**EXERCISE PROMPT:** Would you please output the lines from the one holding "Each instance of the ride" to the end of the entries, exactly and with no others?

**DATA FOR THE TASK:**
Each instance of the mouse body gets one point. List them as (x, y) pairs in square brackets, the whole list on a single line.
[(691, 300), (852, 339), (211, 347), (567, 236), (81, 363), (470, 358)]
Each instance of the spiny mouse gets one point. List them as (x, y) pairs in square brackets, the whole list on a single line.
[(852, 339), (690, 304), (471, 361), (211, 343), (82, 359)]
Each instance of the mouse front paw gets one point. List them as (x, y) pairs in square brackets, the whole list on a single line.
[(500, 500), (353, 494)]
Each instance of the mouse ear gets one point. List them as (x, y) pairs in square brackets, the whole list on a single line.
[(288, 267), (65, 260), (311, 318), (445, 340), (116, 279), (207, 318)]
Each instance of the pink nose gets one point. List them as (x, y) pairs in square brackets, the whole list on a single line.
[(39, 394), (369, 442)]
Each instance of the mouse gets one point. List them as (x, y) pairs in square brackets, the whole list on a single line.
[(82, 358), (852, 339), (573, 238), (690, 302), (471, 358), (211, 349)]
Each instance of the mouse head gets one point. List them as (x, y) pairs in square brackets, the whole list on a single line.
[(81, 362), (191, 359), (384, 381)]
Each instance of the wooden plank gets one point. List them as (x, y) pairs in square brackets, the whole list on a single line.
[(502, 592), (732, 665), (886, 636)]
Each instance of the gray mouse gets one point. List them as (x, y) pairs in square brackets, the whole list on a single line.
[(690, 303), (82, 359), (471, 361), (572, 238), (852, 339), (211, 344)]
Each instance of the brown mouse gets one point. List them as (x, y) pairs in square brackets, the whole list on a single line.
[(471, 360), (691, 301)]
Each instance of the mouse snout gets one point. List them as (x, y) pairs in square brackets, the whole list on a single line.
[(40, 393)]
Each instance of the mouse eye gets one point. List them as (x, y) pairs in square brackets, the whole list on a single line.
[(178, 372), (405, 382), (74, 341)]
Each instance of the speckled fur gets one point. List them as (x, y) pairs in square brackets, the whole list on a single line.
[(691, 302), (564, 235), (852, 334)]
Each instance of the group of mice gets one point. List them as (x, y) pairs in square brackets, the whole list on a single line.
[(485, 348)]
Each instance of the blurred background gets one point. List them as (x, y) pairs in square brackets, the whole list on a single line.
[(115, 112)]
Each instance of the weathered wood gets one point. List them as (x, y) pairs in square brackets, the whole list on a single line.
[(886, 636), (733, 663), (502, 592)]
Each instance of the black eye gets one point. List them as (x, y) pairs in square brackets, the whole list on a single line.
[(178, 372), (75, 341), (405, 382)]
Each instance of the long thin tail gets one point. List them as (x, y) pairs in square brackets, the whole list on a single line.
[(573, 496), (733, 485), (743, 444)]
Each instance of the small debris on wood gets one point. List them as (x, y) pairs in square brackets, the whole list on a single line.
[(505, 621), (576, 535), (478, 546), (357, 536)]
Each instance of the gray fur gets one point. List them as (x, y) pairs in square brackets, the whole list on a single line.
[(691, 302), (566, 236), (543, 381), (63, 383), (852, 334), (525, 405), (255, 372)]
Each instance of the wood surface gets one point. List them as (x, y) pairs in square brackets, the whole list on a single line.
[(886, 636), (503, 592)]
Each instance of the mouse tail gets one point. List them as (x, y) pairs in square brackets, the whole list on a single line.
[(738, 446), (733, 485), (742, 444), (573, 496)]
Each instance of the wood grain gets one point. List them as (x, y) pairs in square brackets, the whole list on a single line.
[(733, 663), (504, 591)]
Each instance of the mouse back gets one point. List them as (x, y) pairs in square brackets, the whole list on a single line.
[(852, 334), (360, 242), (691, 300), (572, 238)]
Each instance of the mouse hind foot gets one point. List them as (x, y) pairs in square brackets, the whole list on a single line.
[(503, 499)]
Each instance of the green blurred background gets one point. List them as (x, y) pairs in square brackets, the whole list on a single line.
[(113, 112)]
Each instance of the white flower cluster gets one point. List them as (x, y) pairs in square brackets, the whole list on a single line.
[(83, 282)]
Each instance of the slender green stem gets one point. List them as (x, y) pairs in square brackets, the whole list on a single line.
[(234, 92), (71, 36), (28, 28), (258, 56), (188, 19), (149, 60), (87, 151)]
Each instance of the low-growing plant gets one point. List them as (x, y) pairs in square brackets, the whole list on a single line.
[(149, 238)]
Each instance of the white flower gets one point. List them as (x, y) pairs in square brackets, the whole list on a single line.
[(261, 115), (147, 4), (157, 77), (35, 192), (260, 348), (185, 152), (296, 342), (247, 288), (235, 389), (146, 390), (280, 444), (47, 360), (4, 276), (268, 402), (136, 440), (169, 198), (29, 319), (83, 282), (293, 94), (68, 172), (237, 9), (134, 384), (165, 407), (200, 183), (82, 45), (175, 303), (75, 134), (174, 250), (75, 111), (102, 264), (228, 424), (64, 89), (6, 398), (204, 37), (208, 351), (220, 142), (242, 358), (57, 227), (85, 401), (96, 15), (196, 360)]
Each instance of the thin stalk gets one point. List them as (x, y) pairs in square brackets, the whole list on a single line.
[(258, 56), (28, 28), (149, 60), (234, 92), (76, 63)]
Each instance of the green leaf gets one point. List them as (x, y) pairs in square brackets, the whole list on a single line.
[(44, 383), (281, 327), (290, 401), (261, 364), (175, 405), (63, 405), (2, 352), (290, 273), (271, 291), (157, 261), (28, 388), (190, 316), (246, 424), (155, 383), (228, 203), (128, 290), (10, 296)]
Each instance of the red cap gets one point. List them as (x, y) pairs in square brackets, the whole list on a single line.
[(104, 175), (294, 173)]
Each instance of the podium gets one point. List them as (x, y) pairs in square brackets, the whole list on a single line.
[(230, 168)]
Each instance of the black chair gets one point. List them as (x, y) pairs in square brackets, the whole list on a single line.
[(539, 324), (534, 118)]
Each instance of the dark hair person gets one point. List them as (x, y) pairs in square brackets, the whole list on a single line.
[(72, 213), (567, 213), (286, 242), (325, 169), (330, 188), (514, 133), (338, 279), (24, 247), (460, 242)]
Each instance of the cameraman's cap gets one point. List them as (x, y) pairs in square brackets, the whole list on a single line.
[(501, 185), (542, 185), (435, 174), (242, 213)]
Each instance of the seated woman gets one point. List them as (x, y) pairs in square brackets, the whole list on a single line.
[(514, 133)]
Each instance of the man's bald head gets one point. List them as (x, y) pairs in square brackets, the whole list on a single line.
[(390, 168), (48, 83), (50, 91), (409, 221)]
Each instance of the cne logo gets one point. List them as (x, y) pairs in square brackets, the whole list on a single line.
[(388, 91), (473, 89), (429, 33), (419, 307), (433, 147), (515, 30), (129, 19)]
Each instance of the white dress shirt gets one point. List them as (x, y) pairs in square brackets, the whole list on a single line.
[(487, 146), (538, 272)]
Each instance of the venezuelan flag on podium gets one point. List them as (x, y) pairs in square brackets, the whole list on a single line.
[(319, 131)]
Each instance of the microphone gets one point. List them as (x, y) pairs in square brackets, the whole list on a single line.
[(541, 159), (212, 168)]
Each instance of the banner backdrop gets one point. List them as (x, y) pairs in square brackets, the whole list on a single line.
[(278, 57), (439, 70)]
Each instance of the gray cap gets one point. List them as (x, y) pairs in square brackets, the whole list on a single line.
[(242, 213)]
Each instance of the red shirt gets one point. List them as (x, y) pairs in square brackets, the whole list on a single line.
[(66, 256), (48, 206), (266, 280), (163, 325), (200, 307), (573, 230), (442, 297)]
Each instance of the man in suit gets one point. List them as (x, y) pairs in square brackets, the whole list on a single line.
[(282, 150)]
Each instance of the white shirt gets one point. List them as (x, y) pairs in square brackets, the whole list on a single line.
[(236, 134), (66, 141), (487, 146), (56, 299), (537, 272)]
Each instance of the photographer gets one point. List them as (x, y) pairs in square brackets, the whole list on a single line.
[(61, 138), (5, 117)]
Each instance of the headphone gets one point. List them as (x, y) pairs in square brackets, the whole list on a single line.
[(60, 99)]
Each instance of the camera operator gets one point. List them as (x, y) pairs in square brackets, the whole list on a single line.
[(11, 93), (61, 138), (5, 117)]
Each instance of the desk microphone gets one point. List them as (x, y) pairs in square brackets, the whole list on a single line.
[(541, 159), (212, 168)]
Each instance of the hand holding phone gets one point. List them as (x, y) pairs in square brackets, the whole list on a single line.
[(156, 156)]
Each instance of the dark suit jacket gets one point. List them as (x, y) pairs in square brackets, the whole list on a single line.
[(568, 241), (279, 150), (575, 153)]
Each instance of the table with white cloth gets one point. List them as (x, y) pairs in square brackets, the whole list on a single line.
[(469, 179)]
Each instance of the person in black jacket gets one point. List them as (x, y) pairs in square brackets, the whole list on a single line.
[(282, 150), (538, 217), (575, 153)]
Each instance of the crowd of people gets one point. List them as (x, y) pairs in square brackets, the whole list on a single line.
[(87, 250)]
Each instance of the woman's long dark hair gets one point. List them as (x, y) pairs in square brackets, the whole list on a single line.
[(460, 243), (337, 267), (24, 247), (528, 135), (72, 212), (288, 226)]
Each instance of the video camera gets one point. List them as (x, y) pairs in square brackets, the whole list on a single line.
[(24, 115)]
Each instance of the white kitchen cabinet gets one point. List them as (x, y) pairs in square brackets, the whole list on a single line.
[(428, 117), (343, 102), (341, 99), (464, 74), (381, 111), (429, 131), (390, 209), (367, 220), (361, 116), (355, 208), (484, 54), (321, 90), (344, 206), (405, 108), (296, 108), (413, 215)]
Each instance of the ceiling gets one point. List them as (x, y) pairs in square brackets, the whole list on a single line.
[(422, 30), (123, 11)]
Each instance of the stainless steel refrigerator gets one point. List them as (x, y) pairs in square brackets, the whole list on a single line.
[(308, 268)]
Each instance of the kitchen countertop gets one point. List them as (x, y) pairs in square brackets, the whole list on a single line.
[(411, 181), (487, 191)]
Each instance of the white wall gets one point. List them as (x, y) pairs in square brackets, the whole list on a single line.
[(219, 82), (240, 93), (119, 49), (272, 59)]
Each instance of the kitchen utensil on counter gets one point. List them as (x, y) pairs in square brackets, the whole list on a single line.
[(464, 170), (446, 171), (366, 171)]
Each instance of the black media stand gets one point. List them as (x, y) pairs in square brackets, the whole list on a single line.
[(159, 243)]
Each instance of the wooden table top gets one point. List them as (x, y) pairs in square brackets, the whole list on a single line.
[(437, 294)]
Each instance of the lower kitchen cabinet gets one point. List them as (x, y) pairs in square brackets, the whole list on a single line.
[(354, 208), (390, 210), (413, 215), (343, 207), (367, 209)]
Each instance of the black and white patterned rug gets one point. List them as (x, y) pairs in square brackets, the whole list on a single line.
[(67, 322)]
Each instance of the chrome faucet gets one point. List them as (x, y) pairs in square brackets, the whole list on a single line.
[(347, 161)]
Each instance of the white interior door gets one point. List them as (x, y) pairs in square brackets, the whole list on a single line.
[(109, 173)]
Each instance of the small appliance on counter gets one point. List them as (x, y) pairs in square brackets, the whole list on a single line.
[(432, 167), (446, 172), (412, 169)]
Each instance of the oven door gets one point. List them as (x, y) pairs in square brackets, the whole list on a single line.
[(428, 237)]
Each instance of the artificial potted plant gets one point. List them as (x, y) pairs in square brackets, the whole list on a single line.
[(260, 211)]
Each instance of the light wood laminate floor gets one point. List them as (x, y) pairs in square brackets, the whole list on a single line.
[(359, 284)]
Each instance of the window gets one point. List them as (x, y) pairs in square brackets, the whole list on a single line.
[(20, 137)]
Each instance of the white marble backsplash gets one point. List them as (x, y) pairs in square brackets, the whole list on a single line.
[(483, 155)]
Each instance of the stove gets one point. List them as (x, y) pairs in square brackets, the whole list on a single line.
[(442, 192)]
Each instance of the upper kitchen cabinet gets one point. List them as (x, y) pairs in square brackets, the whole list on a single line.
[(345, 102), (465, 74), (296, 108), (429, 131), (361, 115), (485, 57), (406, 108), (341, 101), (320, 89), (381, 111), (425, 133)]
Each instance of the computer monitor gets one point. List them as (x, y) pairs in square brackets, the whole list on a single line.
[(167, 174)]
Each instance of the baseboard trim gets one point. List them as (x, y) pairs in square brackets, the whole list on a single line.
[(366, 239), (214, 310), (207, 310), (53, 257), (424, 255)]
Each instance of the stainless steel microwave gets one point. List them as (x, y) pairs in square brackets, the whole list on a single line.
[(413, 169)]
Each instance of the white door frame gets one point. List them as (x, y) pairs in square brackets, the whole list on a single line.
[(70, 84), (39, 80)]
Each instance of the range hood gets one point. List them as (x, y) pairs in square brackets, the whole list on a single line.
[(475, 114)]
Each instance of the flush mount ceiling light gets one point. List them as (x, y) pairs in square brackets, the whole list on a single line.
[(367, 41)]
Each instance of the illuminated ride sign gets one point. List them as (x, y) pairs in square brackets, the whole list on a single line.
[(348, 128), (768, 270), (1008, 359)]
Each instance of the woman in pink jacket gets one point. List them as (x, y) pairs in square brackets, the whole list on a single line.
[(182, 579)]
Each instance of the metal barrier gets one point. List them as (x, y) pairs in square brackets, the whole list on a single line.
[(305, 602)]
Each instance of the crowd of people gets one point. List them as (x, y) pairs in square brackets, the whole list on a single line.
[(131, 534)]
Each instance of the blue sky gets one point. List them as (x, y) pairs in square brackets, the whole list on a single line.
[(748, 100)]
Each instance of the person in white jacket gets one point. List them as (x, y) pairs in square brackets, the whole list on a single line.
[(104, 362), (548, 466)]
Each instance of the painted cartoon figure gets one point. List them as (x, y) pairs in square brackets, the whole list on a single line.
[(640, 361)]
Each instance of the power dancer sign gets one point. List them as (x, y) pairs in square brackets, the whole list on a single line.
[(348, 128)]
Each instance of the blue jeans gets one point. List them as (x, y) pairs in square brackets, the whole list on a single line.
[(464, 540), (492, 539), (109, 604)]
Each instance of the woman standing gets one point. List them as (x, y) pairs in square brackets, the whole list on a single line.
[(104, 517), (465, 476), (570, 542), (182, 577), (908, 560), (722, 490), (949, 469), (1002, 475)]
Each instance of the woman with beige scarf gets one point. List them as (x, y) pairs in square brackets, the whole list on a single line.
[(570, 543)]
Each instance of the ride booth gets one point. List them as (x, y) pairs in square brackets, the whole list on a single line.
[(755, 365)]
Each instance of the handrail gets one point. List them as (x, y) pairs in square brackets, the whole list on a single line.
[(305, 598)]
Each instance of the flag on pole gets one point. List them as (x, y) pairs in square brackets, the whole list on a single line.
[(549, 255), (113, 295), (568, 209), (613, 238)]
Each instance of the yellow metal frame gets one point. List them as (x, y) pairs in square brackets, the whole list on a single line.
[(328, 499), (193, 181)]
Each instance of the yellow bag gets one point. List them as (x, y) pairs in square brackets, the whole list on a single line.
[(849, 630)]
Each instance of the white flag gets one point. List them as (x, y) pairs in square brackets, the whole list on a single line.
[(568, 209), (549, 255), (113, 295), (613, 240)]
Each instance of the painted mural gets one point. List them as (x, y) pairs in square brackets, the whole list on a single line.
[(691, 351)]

**WORKED SOLUTION:**
Each instance of the ride booth gets one point. List them as (x, y) pairs in square brackets, the whole list on a single line.
[(755, 365)]
Each instance of the handrail gets one point. List them as (x, y) pairs in square brackets, the whole list on a single line.
[(305, 598)]
Each instance of the flag on pole gets one point. List them as (x, y) pairs in square brackets, the whole list on a single line.
[(549, 255), (113, 295), (568, 209), (613, 238)]
Each instance of the yellow metal frame gets one point. List them as (x, y) pairs in square brackets, the whole list on a single line.
[(328, 499), (193, 181)]
Each instance of the yellow bag gets one point. List them as (x, y) pairs in square brackets, the whole list on a single line.
[(849, 630)]
Each instance of the white flag gets one point. List them as (x, y) pairs in square brackets, the whole list on a single line.
[(568, 209), (549, 255), (113, 295), (613, 240)]
Each instance of the painted mural gets one point. List them as (x, y) pairs in square brackets, the whole list on a single line.
[(691, 351)]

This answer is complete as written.